▸ **Work to complete**
Every line holding the string "outline" should be copied from the listing.

▸ **Information**
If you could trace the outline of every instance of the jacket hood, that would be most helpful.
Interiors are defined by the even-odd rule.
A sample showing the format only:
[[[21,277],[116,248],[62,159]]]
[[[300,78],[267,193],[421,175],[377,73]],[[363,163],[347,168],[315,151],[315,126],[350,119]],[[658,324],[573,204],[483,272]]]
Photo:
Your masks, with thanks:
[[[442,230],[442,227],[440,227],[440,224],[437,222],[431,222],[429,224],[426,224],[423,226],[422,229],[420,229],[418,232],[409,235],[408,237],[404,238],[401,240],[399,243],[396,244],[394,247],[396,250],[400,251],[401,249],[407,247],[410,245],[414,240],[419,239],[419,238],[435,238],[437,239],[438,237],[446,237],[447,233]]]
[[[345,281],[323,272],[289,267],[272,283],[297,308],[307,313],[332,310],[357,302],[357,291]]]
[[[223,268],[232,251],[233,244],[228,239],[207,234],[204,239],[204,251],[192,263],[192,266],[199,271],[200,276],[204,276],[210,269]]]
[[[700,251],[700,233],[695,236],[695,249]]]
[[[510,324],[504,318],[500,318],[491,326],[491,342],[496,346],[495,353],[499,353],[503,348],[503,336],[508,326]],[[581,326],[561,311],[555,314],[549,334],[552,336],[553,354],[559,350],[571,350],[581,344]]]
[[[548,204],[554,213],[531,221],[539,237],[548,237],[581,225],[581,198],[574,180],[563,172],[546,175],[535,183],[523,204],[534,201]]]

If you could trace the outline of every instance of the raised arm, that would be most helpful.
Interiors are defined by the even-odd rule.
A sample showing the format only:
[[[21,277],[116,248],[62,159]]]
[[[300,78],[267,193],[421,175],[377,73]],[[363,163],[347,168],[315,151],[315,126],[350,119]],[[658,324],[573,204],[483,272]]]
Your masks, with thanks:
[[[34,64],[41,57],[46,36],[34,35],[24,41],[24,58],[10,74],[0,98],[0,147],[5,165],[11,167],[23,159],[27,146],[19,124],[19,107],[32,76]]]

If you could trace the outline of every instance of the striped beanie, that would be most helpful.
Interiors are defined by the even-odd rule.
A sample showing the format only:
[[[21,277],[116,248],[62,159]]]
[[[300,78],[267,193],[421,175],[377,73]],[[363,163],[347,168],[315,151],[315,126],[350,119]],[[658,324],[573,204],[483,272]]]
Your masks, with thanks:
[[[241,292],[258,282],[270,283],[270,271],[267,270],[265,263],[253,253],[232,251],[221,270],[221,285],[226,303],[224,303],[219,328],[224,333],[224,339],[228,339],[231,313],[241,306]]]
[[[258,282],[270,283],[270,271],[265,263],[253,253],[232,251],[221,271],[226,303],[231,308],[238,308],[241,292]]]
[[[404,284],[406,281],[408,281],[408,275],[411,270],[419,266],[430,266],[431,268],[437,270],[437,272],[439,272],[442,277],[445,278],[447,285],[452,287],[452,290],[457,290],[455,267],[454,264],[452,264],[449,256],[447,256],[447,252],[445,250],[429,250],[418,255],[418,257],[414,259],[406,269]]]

▸ **Answer to this task**
If you could trace the outline of every instance of the jacket hood, that would be most helpful.
If you could trace the outline of every instance of the raised arm, that would be most helpful.
If you could trace the outline of every instance of the striped beanie, that would be most helpful.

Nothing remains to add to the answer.